Records for bounding box labeling
---------------
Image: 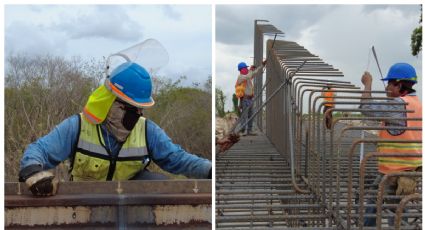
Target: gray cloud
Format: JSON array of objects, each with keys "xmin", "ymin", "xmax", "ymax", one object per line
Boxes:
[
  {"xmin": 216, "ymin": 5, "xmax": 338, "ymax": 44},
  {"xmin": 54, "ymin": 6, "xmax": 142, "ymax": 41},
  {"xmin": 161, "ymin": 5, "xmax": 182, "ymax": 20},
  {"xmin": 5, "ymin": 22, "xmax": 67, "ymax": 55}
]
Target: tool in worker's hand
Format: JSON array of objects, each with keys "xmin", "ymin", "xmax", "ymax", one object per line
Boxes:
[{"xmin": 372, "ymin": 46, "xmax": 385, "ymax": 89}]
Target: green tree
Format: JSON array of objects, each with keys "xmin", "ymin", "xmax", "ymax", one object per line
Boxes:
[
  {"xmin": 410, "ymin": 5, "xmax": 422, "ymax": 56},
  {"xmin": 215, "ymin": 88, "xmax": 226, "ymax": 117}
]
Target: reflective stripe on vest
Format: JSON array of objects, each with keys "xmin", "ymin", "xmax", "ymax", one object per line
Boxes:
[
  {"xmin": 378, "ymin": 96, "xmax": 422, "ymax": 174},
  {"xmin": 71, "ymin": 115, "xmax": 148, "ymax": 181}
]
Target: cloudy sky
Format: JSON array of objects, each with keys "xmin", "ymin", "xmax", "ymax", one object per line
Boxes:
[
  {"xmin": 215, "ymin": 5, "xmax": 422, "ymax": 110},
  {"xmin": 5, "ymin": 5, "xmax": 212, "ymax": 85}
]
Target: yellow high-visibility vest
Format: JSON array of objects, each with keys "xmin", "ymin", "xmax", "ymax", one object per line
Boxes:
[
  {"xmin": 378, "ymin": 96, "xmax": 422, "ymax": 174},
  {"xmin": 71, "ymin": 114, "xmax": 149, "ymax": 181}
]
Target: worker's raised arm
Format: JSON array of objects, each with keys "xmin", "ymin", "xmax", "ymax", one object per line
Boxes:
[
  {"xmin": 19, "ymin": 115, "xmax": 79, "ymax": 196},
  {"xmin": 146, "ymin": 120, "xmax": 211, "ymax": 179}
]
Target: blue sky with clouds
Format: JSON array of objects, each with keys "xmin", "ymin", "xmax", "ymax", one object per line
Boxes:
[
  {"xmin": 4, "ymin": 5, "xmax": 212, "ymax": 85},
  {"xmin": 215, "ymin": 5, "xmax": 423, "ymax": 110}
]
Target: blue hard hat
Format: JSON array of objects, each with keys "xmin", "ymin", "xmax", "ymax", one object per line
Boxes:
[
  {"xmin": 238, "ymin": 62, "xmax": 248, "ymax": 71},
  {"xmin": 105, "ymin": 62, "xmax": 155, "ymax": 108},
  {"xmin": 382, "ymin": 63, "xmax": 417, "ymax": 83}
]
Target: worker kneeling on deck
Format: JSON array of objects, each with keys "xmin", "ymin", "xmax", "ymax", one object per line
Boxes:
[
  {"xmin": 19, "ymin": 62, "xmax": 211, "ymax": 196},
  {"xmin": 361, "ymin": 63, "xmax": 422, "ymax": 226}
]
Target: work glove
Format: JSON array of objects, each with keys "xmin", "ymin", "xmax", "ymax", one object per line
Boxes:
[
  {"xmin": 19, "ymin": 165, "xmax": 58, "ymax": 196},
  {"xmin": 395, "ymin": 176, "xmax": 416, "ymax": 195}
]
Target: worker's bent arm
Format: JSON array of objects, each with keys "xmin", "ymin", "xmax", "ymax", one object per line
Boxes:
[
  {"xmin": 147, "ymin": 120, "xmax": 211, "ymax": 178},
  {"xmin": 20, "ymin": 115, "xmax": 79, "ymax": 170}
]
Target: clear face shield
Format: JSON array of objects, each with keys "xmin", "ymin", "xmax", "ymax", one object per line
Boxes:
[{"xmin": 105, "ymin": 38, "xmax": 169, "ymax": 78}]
---------------
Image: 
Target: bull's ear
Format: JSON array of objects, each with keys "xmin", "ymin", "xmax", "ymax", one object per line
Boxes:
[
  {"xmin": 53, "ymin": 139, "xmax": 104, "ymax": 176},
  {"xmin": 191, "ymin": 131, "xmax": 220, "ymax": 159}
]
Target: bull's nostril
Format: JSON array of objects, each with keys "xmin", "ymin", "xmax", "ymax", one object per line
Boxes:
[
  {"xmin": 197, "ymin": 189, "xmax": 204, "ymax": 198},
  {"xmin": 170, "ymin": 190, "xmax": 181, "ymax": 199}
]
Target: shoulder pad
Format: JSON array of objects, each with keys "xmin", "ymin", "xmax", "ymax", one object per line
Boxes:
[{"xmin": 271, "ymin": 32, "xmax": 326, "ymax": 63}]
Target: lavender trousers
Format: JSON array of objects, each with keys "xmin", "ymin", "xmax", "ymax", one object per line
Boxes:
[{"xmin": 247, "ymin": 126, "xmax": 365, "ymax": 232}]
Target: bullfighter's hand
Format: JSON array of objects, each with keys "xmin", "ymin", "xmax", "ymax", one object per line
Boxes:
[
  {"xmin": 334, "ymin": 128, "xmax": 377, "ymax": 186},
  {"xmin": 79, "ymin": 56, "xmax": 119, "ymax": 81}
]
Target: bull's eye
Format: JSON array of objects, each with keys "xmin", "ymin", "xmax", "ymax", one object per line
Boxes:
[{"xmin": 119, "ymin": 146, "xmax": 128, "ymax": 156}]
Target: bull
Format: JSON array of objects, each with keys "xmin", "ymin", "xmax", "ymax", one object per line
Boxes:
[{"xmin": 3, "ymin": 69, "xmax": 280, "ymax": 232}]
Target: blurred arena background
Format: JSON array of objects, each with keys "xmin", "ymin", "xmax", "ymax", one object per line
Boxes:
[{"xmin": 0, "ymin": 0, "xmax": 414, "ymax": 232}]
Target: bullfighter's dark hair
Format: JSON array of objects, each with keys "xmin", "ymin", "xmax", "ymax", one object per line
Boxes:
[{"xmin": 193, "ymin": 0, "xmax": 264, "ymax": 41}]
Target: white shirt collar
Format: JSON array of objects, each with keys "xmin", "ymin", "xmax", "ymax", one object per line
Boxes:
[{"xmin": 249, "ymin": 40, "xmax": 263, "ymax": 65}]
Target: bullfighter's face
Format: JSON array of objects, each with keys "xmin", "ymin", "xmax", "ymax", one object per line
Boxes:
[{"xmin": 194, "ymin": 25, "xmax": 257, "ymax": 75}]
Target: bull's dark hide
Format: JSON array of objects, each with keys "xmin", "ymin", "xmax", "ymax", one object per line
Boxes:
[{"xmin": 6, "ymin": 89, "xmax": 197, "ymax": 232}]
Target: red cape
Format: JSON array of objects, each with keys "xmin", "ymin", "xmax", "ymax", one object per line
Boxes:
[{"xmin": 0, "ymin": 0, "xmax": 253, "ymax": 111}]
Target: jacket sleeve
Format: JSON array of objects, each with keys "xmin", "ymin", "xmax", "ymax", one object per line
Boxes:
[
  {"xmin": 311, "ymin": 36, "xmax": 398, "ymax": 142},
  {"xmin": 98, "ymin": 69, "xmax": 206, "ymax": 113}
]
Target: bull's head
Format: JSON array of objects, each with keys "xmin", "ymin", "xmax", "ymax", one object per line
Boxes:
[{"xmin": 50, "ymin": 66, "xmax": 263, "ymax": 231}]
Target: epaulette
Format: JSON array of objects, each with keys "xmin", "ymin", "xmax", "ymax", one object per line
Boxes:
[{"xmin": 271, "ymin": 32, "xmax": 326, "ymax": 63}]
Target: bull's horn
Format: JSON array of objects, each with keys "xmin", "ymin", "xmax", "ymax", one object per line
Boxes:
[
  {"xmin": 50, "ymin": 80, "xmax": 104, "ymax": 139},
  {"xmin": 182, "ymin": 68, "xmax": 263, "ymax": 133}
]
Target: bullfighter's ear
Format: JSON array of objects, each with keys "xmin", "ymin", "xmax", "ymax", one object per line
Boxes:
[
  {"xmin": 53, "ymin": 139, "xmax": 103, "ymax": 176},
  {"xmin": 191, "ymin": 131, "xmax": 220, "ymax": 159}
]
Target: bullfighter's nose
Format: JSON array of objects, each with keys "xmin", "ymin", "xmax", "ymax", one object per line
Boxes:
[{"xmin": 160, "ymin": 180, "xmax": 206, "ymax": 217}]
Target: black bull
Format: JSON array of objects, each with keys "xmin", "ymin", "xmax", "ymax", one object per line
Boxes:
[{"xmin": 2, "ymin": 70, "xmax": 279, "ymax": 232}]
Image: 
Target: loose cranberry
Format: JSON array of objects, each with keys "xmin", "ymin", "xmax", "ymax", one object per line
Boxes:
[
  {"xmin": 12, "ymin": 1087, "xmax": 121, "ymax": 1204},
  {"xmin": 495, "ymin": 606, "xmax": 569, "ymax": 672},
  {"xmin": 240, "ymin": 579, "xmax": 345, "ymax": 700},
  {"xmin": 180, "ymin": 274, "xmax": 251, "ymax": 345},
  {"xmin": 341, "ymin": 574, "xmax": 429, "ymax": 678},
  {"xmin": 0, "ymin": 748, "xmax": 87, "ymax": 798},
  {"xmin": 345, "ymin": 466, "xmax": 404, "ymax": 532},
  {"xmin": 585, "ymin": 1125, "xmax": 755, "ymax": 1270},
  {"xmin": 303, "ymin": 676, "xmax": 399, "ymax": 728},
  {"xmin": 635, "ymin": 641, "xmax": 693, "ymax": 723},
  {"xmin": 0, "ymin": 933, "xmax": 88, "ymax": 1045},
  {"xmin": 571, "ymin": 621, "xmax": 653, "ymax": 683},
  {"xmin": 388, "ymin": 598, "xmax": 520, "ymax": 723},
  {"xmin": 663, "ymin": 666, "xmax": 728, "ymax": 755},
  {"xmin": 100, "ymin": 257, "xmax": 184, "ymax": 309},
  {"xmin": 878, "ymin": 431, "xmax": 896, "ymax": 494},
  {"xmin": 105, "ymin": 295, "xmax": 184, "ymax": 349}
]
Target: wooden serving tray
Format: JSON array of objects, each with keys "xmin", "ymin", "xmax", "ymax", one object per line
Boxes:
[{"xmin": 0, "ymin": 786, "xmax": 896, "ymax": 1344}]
---------------
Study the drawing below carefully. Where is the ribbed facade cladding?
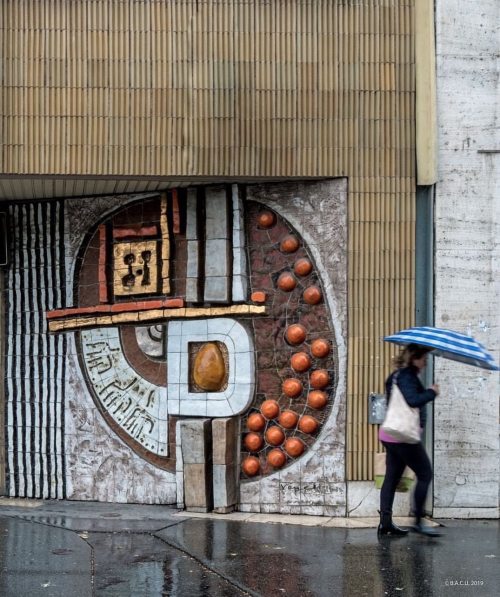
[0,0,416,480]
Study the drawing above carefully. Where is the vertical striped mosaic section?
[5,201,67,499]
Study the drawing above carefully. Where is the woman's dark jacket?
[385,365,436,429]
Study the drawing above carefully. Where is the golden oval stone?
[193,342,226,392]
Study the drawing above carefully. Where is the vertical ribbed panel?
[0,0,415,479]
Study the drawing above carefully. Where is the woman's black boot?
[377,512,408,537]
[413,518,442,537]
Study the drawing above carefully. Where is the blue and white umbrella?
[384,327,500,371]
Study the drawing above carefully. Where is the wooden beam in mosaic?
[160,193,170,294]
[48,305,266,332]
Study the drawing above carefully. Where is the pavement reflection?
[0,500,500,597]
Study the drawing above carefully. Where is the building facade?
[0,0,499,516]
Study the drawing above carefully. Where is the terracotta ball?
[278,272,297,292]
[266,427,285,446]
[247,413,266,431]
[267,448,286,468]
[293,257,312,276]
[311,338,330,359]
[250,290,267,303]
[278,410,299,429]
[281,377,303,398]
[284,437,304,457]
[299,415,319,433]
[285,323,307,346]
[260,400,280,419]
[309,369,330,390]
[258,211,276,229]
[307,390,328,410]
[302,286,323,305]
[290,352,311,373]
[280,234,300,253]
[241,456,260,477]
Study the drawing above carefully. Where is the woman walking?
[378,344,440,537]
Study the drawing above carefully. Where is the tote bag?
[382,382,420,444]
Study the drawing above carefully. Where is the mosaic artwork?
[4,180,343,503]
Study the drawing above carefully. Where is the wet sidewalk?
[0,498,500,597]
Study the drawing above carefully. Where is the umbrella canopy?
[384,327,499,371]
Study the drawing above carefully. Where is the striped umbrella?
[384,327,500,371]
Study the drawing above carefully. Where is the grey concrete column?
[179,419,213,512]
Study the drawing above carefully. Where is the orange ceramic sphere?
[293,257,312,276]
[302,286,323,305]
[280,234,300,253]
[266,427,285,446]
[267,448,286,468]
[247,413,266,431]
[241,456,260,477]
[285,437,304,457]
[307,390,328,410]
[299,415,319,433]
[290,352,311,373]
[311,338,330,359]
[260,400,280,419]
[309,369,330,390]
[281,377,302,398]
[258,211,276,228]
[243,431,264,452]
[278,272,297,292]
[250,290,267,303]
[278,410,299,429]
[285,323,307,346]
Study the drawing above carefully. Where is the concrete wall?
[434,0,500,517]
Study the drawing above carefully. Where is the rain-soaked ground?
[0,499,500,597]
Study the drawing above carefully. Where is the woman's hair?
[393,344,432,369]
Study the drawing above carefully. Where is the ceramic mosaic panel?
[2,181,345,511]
---------------
Reproduce the records between the line holding "Study the drawing above carefully. Where is the woman's black" and the line holding "[179,419,213,512]", inclusive, substituting "parasol" for "umbrella" and leaving everything else unchanged.

Study the drawing above carefully. Where is the woman's black boot?
[377,512,408,537]
[413,518,442,537]
Study the drawing above carefully. Where is the blue and white parasol?
[384,327,500,371]
Study the drawing above carefully. Where is the wooden beam in mosaic?
[160,193,170,294]
[48,305,266,332]
Study the drawing above carefully. Where is the pavement reflection?
[0,500,500,597]
Study the drawing above carefully. Where is the building facade?
[0,0,499,516]
Study the drawing above carefully. Where is the terracotta ball?
[278,272,297,292]
[266,427,285,446]
[247,413,266,431]
[267,448,286,468]
[293,257,312,276]
[311,338,330,359]
[250,290,267,303]
[278,410,299,429]
[281,377,303,398]
[284,437,304,457]
[299,415,319,433]
[285,323,307,346]
[260,400,280,419]
[309,369,330,390]
[258,211,276,229]
[307,390,328,410]
[302,286,323,305]
[290,352,311,373]
[280,234,300,253]
[241,456,260,477]
Study the drawing above carefully. Where is the woman walking?
[378,344,440,537]
Study the drawing above carefully. Where is the tote bag?
[382,382,420,444]
Study the drawing above carefully. Where is the mosaic artwork?
[4,180,343,503]
Study the drawing above carefully. Where is the wet sidewalk?
[0,498,500,597]
Study the drawing above carefully. Where is the parasol canopy?
[384,327,499,371]
Study the drawing above carefully. Where is the striped parasol?
[384,327,500,371]
Study the drawing above carefully. Where is the grey concrete column?
[179,419,213,512]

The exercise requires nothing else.